> _Work instructions_
Swap "asphalt road" for "paved street" in the rows, starting with the line with "asphalt road in the photo above." and going on through the line with "[[92, 81], [14, 83], [44, 71]]". Give only those lines, with everything else unchanged.

::::

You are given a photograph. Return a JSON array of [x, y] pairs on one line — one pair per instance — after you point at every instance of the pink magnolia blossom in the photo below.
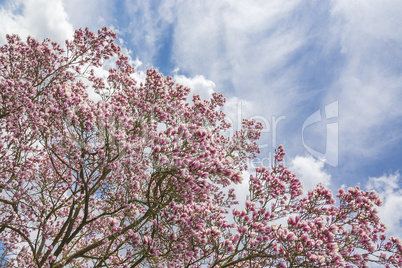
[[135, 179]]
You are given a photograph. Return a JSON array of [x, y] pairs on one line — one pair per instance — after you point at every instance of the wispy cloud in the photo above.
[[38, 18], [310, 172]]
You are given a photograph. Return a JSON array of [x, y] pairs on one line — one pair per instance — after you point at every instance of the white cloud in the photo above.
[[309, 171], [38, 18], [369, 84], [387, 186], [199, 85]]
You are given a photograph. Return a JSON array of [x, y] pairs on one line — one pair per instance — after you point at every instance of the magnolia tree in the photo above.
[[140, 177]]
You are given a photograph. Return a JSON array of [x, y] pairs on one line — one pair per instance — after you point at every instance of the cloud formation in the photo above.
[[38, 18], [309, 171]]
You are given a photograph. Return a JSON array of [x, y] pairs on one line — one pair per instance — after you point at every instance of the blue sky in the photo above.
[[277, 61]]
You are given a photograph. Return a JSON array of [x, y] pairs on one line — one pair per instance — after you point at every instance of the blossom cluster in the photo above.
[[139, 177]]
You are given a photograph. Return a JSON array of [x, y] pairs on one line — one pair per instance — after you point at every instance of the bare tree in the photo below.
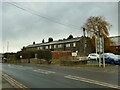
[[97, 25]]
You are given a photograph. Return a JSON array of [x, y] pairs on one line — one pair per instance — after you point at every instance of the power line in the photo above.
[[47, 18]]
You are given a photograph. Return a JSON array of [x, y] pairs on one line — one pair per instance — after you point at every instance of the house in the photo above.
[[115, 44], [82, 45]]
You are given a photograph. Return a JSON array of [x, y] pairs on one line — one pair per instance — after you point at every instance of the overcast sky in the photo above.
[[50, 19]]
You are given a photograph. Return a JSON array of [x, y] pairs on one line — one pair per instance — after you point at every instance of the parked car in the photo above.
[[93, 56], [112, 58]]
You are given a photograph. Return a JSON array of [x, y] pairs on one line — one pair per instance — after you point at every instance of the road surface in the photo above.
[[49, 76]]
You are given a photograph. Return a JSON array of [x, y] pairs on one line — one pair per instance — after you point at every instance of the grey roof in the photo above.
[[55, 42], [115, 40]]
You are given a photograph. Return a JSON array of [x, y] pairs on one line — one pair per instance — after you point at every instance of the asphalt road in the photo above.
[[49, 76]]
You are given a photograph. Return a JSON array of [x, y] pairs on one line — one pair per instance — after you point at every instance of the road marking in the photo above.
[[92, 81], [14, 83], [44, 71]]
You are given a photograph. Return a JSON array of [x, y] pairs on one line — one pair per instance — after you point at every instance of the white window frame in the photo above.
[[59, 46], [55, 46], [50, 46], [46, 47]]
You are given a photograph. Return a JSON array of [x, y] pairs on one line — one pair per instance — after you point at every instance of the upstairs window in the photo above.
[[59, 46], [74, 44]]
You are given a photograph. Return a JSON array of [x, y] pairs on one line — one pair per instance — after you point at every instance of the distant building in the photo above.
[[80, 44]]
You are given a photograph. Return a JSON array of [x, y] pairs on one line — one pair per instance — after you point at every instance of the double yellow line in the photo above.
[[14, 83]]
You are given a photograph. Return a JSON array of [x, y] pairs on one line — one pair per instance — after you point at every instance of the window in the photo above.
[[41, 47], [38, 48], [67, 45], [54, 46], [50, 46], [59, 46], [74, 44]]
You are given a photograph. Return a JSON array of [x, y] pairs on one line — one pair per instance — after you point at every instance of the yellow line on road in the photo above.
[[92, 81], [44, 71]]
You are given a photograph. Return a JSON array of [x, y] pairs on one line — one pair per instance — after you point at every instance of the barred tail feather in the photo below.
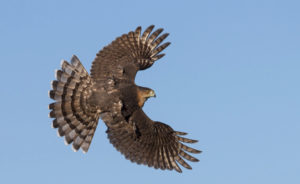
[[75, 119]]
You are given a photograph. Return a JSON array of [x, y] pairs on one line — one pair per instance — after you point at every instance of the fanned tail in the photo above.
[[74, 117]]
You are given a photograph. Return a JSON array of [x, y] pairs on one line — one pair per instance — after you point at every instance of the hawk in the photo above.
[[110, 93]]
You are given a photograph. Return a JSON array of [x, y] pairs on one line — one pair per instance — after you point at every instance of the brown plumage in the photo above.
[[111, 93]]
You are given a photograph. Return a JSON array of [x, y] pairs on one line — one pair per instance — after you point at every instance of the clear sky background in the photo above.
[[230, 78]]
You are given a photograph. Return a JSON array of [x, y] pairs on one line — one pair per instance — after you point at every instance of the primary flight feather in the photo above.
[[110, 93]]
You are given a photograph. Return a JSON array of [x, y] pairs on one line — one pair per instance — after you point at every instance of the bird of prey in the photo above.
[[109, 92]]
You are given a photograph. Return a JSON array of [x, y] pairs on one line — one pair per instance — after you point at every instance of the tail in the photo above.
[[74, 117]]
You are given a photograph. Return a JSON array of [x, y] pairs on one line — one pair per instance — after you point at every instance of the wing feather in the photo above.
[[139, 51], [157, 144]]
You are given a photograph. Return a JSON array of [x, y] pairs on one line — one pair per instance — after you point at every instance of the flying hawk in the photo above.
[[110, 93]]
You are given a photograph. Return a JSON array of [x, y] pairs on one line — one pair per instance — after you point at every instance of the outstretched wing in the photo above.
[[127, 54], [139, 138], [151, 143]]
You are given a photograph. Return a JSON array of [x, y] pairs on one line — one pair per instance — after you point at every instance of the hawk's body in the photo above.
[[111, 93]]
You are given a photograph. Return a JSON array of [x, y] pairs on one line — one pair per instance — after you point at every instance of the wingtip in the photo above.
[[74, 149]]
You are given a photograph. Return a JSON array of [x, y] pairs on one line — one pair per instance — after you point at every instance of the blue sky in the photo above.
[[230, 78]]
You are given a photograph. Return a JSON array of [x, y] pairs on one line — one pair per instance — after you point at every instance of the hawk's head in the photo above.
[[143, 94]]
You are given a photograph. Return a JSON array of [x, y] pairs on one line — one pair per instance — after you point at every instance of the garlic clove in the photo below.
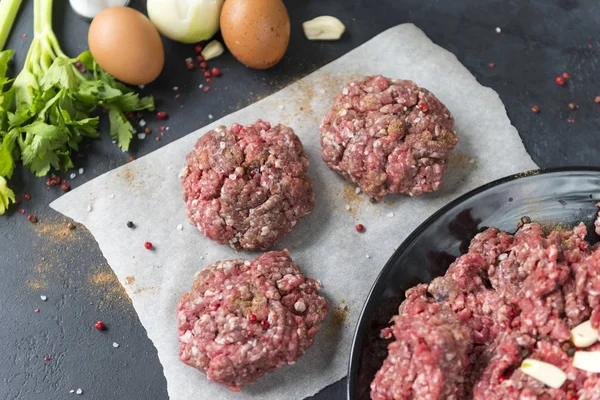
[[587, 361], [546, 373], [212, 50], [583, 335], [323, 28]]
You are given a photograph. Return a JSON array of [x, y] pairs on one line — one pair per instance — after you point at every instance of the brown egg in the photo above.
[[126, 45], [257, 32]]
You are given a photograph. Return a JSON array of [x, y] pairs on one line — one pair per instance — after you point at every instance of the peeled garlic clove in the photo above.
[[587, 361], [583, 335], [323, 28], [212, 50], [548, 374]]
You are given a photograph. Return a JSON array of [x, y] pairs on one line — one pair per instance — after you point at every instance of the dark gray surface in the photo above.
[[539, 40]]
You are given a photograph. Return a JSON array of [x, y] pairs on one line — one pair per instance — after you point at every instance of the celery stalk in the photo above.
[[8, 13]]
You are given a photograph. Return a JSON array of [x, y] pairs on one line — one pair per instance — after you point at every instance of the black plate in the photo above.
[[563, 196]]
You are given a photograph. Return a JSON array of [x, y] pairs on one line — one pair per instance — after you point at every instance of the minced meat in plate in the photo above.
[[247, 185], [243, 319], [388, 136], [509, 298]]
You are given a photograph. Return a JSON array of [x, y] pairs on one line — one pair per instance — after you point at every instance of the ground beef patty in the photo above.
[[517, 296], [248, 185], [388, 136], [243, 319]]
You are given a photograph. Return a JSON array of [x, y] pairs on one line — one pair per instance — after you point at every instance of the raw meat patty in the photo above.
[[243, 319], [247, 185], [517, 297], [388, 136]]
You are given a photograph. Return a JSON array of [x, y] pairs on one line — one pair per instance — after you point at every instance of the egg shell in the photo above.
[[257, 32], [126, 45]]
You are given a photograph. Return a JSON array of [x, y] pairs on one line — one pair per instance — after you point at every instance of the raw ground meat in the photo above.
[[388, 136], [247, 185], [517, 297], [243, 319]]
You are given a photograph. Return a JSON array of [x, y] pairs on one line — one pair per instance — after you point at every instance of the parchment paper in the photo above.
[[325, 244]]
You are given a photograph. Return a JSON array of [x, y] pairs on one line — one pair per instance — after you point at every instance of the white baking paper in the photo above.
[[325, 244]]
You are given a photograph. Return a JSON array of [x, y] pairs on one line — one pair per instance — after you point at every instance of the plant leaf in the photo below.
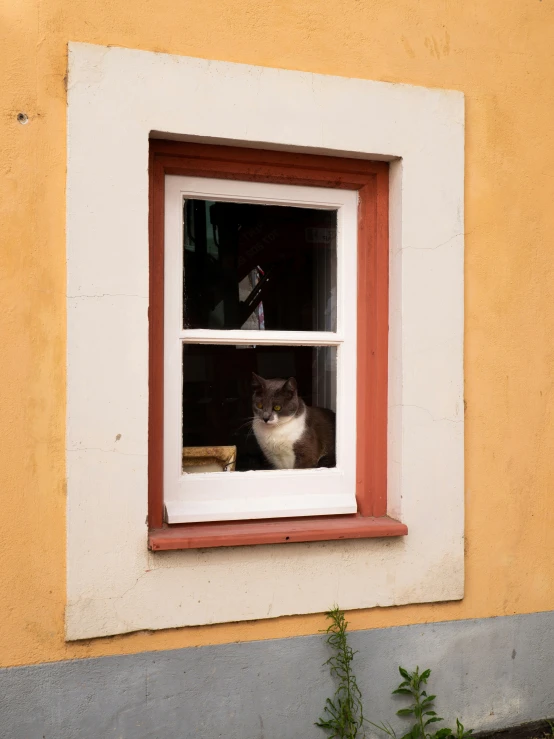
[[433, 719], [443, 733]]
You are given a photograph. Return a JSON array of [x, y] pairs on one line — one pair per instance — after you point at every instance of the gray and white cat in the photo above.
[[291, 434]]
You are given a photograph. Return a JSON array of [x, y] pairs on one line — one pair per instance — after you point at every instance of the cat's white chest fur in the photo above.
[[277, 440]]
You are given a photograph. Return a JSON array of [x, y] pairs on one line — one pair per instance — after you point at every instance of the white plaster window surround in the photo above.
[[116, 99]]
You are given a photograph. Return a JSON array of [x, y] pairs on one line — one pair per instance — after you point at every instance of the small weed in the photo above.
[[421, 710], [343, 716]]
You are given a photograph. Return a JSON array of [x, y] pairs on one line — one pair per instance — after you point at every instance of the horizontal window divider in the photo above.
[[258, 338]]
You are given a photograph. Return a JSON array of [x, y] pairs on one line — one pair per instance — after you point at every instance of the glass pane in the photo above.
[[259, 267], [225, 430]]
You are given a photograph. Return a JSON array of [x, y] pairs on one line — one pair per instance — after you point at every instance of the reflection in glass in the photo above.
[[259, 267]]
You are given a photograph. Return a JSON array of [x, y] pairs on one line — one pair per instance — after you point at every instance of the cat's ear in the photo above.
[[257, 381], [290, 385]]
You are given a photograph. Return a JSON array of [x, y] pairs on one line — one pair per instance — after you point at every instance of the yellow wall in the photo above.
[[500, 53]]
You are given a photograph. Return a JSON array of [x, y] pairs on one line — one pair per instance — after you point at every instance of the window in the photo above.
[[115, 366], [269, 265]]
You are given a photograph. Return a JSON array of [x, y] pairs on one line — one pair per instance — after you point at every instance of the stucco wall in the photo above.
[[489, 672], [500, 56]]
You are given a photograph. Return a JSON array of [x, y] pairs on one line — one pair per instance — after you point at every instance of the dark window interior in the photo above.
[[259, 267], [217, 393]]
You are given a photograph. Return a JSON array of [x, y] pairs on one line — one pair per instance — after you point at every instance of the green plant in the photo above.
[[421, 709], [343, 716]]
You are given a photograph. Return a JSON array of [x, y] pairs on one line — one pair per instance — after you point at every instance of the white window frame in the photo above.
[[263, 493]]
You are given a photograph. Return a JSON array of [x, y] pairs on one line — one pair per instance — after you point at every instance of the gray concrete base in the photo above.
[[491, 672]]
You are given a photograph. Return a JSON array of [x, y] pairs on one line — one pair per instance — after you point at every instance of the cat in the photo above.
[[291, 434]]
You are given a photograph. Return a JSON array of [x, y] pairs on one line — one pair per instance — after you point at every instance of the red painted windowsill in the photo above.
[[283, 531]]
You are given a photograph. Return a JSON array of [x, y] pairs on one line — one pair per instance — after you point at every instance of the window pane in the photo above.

::::

> _Result_
You are given a photograph. Return a JSON array of [x, y] pairs on one line — one pair per instance — after you point at every instance of the paved street in the photo above.
[[49, 76]]
You are given a photograph. Return a JSON array of [x, y] pairs on one line — one pair per instance — after you point at every instance of the road marking in the photo above.
[[92, 81], [14, 83], [44, 71]]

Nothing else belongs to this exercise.